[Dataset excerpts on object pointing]
====================

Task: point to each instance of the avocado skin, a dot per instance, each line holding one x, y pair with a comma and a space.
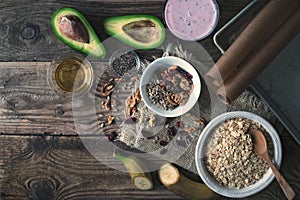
113, 26
94, 48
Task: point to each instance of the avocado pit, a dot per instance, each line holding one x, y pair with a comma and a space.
73, 28
143, 31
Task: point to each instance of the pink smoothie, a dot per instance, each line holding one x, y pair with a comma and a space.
191, 19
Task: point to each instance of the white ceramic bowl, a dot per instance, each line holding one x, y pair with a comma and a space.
201, 151
166, 62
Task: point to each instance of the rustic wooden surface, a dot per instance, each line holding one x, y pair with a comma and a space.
41, 155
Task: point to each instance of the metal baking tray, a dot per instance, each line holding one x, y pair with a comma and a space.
279, 84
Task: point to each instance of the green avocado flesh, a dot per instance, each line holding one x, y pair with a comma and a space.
139, 31
72, 28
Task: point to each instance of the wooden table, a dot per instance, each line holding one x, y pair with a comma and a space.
42, 157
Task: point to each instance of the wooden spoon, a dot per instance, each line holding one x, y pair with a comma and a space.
260, 149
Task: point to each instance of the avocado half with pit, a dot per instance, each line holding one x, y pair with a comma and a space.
139, 31
72, 28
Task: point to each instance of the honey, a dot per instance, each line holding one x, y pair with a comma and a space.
71, 74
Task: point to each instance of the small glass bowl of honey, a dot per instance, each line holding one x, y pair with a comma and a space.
70, 75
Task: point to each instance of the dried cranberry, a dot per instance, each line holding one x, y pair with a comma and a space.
188, 75
163, 143
172, 131
112, 136
163, 151
180, 124
181, 143
130, 120
182, 133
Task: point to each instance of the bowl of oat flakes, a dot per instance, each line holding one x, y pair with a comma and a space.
225, 159
170, 86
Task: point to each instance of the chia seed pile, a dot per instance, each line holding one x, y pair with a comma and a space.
123, 63
171, 88
158, 94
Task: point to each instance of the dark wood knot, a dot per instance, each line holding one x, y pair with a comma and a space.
28, 33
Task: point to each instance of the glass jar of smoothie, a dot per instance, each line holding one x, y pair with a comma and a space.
191, 20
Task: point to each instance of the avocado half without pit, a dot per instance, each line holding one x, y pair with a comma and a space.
72, 28
139, 31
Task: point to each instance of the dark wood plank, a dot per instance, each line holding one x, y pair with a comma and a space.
28, 105
52, 167
26, 33
36, 167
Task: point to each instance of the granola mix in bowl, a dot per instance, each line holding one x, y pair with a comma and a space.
225, 159
170, 86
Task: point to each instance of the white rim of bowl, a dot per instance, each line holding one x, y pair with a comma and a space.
252, 189
193, 98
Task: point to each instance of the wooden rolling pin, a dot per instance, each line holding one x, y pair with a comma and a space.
259, 29
259, 59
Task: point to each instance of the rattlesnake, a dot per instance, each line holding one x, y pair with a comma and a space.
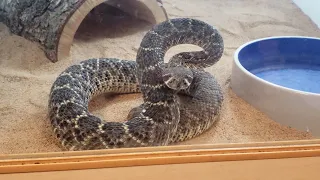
181, 100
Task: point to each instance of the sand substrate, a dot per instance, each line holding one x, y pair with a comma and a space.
26, 75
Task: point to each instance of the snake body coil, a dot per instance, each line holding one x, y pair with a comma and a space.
181, 100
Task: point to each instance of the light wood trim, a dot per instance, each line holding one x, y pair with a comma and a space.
157, 156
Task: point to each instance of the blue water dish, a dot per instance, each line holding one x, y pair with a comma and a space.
291, 62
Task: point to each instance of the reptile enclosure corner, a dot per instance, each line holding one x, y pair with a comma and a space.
53, 24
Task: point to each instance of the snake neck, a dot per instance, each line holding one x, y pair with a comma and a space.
162, 37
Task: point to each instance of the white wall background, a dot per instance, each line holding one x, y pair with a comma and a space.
311, 8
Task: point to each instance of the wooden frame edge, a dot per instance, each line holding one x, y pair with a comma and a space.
79, 160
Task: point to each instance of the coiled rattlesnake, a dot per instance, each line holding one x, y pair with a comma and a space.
181, 100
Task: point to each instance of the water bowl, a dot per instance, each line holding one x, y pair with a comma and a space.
280, 76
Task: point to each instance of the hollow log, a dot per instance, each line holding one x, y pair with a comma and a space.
53, 24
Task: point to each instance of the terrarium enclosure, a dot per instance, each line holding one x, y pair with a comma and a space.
39, 39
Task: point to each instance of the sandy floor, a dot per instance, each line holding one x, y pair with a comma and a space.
26, 75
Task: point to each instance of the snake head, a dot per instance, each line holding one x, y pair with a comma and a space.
177, 78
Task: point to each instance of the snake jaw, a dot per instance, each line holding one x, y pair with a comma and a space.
177, 78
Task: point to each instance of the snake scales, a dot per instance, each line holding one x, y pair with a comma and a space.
181, 100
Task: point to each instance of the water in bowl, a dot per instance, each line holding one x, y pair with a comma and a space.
303, 78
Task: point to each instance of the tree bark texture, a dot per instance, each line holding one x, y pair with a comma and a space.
40, 21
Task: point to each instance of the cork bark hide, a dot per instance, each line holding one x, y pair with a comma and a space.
40, 21
53, 23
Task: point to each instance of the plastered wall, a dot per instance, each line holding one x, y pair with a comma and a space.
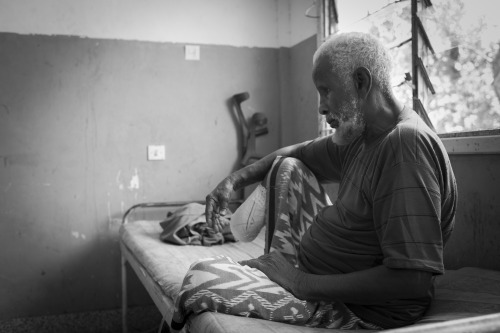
82, 94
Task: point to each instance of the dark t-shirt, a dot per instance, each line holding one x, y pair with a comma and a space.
395, 207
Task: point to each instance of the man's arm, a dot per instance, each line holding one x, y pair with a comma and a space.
373, 285
217, 201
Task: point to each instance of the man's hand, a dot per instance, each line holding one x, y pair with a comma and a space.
277, 269
216, 205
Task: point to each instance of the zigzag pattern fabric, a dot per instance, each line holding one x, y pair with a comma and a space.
221, 285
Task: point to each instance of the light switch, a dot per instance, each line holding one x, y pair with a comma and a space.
156, 153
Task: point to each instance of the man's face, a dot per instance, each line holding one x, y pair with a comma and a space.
338, 103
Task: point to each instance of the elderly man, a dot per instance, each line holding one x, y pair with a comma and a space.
375, 251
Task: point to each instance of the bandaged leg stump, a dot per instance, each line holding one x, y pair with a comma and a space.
293, 197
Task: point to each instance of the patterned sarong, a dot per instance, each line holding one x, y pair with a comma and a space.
221, 285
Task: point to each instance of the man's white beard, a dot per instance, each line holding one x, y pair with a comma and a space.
352, 127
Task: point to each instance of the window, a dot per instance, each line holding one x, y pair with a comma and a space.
457, 57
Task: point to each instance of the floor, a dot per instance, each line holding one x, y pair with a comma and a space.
140, 320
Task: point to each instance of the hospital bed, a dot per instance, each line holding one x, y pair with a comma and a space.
467, 299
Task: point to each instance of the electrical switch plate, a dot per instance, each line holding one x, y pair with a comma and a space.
156, 153
192, 52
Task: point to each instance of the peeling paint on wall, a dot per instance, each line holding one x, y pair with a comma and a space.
78, 235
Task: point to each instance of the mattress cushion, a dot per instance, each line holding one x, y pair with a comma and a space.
167, 263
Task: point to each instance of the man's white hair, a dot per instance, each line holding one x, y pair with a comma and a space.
348, 51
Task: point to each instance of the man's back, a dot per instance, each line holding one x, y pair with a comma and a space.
395, 206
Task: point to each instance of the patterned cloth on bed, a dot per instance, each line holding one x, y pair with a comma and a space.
221, 285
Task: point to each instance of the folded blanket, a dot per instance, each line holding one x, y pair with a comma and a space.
187, 226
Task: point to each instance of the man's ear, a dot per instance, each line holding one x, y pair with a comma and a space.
362, 81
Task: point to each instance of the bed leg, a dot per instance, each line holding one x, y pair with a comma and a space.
124, 295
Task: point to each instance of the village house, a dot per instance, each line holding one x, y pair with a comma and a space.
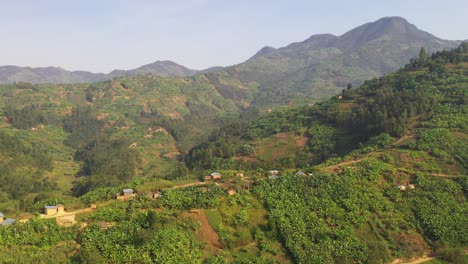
54, 209
127, 192
207, 177
7, 221
215, 175
301, 173
273, 172
154, 195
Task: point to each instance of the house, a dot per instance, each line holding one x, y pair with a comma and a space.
127, 192
215, 175
60, 209
50, 210
7, 221
301, 173
273, 172
154, 195
208, 177
54, 209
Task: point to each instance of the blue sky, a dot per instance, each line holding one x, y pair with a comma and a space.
102, 35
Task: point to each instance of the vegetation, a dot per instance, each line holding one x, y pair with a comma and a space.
383, 172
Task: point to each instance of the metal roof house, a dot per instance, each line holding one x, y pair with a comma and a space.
127, 192
7, 221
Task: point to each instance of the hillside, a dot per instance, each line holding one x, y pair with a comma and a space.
324, 64
383, 179
11, 74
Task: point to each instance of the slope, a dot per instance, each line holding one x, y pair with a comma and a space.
323, 65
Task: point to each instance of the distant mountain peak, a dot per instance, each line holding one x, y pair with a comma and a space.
267, 50
395, 27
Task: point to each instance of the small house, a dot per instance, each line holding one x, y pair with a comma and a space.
127, 192
301, 173
60, 209
50, 210
208, 177
215, 175
54, 209
273, 172
154, 195
8, 221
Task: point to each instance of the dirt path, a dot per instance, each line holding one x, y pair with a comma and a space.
337, 166
446, 175
403, 139
416, 261
189, 184
206, 233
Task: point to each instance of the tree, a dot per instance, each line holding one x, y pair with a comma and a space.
422, 55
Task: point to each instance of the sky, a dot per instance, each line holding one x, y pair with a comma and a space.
102, 35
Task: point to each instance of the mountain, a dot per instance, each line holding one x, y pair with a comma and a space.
11, 74
322, 65
161, 68
374, 175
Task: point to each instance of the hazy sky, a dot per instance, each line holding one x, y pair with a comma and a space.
102, 35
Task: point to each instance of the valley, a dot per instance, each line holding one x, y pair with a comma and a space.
337, 149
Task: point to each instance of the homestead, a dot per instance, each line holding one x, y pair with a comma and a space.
54, 209
213, 176
7, 221
125, 194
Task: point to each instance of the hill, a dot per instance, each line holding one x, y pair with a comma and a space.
11, 74
324, 64
392, 104
383, 179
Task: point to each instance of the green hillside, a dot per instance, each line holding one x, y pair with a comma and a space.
383, 174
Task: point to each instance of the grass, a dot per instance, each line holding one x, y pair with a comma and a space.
214, 218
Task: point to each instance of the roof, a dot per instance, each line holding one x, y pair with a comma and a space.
8, 221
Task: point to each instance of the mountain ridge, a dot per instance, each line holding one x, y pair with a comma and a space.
385, 44
53, 74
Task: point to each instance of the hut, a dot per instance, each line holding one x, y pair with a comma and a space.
127, 192
215, 175
50, 210
60, 209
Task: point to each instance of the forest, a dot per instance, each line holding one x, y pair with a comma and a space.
375, 174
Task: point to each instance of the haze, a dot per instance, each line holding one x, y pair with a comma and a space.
104, 35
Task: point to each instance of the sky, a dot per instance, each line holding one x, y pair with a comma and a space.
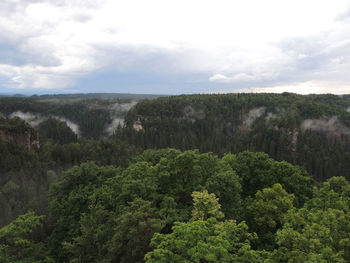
174, 47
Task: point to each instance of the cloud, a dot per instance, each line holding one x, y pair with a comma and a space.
220, 78
53, 44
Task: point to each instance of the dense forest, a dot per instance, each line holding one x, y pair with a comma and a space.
196, 178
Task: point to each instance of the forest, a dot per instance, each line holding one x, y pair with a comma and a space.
190, 178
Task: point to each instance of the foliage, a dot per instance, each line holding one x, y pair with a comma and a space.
18, 244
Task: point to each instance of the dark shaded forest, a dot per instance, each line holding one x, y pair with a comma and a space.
195, 178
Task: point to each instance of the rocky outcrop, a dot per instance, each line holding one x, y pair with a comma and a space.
17, 131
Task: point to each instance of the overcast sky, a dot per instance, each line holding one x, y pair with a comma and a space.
173, 47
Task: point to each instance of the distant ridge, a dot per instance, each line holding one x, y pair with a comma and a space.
101, 96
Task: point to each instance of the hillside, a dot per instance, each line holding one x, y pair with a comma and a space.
312, 131
91, 197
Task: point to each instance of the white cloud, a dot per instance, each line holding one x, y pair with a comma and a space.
248, 43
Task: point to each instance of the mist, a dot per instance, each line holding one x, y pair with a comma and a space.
330, 126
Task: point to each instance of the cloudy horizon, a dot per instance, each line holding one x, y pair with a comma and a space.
174, 47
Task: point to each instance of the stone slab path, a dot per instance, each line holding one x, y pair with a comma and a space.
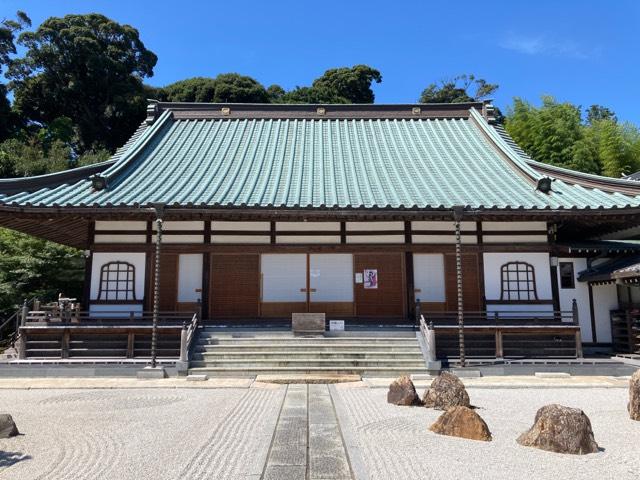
307, 443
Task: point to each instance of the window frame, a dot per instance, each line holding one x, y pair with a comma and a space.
507, 294
573, 276
105, 282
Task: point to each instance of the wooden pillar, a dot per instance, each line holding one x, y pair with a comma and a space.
64, 343
131, 342
578, 344
206, 274
499, 349
457, 215
88, 264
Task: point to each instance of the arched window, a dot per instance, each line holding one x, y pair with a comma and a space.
518, 282
117, 282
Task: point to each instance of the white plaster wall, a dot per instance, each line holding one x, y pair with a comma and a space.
178, 225
364, 226
102, 238
308, 226
426, 225
428, 277
283, 275
375, 239
521, 310
492, 275
331, 275
580, 293
284, 239
246, 239
513, 226
515, 239
119, 225
168, 238
100, 258
446, 239
189, 277
244, 226
114, 311
605, 299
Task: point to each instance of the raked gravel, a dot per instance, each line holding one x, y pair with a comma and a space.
139, 433
394, 443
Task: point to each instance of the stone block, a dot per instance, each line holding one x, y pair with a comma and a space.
151, 373
308, 323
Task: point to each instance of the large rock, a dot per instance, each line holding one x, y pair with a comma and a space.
403, 392
462, 422
562, 430
446, 391
7, 426
634, 396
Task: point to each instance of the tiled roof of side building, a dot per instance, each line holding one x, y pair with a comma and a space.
326, 156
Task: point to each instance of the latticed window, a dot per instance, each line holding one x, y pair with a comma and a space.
518, 281
117, 281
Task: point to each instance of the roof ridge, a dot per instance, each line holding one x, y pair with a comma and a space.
588, 180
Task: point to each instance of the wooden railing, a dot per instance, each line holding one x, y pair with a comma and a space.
625, 331
505, 333
187, 335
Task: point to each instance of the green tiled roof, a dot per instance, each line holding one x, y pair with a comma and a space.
347, 163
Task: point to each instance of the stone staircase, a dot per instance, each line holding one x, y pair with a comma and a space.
223, 353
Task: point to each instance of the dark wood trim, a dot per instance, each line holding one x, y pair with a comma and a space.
592, 313
555, 292
88, 267
410, 283
148, 280
149, 232
117, 302
206, 284
407, 232
207, 231
519, 302
314, 247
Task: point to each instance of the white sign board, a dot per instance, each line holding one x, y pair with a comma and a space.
336, 325
370, 278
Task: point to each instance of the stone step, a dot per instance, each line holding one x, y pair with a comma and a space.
254, 371
304, 340
291, 362
347, 354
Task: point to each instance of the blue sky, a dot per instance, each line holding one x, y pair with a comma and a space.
584, 52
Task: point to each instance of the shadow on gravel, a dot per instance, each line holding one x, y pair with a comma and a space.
11, 458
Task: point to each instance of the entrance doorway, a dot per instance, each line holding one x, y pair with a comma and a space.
302, 282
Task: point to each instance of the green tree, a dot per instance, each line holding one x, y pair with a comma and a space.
9, 121
319, 94
460, 89
598, 112
88, 68
225, 88
555, 133
350, 83
33, 267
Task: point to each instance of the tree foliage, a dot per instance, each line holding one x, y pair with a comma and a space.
33, 267
460, 89
350, 83
9, 120
88, 68
225, 88
556, 133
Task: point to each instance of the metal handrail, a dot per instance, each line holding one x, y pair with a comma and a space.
186, 337
429, 339
15, 318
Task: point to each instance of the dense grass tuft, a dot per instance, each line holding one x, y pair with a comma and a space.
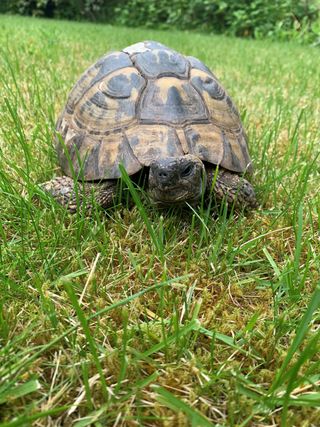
140, 317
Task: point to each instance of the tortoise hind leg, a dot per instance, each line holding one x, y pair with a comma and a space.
77, 195
231, 187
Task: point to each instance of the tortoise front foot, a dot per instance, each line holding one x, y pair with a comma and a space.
80, 195
232, 188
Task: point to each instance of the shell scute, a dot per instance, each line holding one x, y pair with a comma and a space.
171, 100
104, 66
101, 110
159, 62
145, 103
152, 142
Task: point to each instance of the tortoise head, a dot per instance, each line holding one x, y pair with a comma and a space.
175, 180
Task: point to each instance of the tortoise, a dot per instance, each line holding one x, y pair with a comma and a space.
151, 109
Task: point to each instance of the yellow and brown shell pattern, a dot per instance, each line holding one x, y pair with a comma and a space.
143, 103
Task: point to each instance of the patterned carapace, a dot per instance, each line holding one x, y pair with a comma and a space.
144, 103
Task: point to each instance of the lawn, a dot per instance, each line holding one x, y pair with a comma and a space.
144, 317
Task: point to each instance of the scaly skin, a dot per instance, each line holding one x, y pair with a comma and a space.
225, 185
233, 188
67, 194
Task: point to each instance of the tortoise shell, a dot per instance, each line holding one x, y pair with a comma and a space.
143, 103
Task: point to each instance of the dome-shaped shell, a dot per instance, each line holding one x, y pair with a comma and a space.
146, 102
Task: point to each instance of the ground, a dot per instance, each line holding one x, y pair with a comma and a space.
159, 318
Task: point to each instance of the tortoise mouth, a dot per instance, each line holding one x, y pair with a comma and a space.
176, 195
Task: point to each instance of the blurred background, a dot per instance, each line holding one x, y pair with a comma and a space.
275, 19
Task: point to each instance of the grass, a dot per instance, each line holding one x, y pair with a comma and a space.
140, 317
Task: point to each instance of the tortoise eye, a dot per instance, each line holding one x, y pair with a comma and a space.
187, 171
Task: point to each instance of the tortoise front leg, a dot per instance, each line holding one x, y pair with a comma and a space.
231, 187
72, 195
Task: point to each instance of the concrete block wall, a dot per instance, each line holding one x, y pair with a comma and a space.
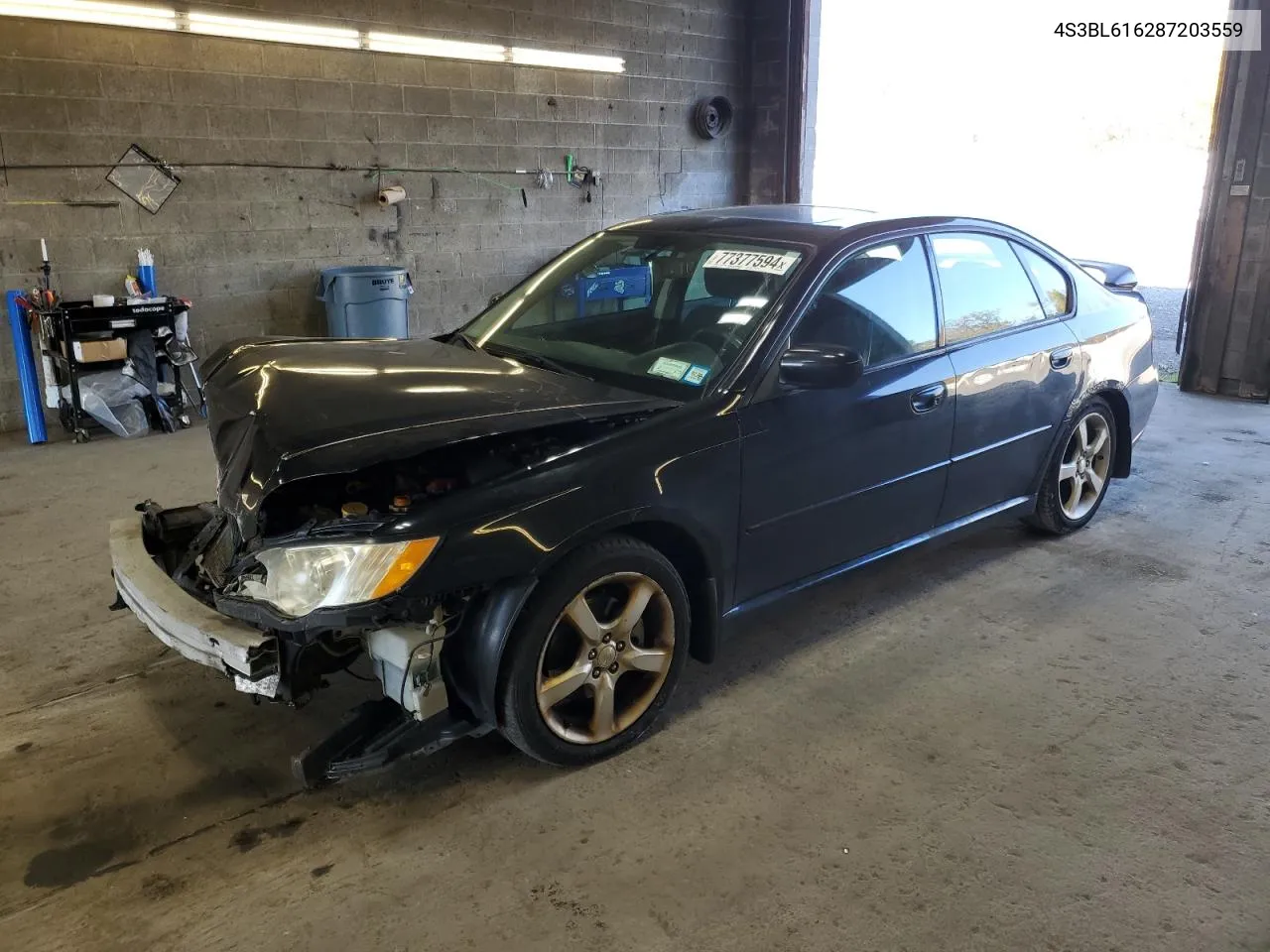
281, 150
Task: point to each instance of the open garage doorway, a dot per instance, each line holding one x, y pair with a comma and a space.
1096, 146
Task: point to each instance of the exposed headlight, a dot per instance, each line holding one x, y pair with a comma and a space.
305, 578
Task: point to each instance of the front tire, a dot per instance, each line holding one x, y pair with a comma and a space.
595, 654
1078, 475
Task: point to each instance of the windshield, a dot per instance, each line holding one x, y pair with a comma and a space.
661, 313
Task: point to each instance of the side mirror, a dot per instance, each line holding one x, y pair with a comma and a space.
1116, 277
821, 366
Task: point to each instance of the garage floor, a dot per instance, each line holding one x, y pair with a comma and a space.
1005, 743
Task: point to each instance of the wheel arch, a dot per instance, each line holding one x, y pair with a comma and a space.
476, 662
1119, 404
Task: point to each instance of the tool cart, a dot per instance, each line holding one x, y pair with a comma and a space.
67, 327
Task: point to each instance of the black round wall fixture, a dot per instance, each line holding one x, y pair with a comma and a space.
711, 117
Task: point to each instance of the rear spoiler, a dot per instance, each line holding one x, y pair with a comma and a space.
1115, 277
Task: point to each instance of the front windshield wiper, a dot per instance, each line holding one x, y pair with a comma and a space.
535, 359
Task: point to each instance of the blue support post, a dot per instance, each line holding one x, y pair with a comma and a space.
27, 375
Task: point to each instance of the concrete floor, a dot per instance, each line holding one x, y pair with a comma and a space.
1006, 743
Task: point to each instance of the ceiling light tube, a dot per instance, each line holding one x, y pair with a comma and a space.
430, 46
273, 31
567, 61
94, 12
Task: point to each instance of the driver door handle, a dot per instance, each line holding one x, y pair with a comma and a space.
928, 398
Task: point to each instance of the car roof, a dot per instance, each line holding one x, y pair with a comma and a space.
804, 223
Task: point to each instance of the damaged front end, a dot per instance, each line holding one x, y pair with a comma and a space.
344, 468
168, 569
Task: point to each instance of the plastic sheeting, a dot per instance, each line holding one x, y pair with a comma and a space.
111, 399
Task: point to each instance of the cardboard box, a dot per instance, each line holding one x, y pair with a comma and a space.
95, 350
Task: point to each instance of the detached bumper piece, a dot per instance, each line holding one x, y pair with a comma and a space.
185, 624
375, 734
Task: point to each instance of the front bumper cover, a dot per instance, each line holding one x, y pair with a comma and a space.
185, 624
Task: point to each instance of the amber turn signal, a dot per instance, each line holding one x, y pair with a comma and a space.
407, 565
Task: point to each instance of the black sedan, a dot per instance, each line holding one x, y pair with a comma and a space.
531, 524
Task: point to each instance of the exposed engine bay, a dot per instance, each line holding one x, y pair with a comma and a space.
400, 485
198, 547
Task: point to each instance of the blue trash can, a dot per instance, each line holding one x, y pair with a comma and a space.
366, 301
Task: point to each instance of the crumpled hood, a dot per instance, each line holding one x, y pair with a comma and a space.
282, 409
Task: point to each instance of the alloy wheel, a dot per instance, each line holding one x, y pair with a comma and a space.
1082, 474
606, 657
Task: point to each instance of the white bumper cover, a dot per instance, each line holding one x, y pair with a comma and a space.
185, 624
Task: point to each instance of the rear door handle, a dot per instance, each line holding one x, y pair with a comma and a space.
928, 398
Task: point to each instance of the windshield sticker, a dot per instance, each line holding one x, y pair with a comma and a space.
670, 368
757, 262
697, 375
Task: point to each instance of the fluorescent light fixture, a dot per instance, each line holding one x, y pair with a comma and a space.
430, 46
567, 61
273, 31
299, 33
94, 12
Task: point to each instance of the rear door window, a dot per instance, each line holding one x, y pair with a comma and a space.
983, 286
1056, 298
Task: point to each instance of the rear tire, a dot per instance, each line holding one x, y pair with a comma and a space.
595, 654
1079, 472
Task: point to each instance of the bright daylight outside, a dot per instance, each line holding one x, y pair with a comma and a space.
1096, 148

====================

== WHAT THE TASK REQUIRES ==
Repeat exactly, and only, the lines from the line containing "Task: point to each instance of the crumpled" through the last line of the records above, both included.

== THE RESULT ==
Task: point to each instance of the crumpled hood, a dot per instance, each line holding one x, y pair with a comma and a space.
282, 409
Task: point to each instance of the alloy wheel, a dot per instance, each line holding one x, y pair with a comma and a space.
1082, 474
606, 657
Task: point to each instance of the white bumper cover, a dot per instance, each line holding one x, y pair with a comma and a space.
185, 624
Task: point to each instance of the rear door handle, a dot per instance, each line holding one x, y pair with a comma and a space.
928, 398
Task: point to each instance of the windshield sticker, a dot per instance, each line holding one x, y pair with a comma and a space.
670, 368
757, 262
697, 375
Task: point to each instance of the fluorescent light fixture, a dot per instance, each line holding one x, y pair with a comma and a space.
430, 46
567, 61
273, 31
299, 33
94, 12
Task: point to each instance of the rear door window, a dot per instance, each line holding one x, y pair with a comma and a space.
983, 286
1056, 298
Task: point to each instance of the rear tire, a dot per instance, each line holding one x, y pair with a comma and a space.
595, 654
1079, 472
Task: point to each instance of the bright daylight outside, a dot per instance, each line holding one x, y pair with a comma and a space.
1096, 148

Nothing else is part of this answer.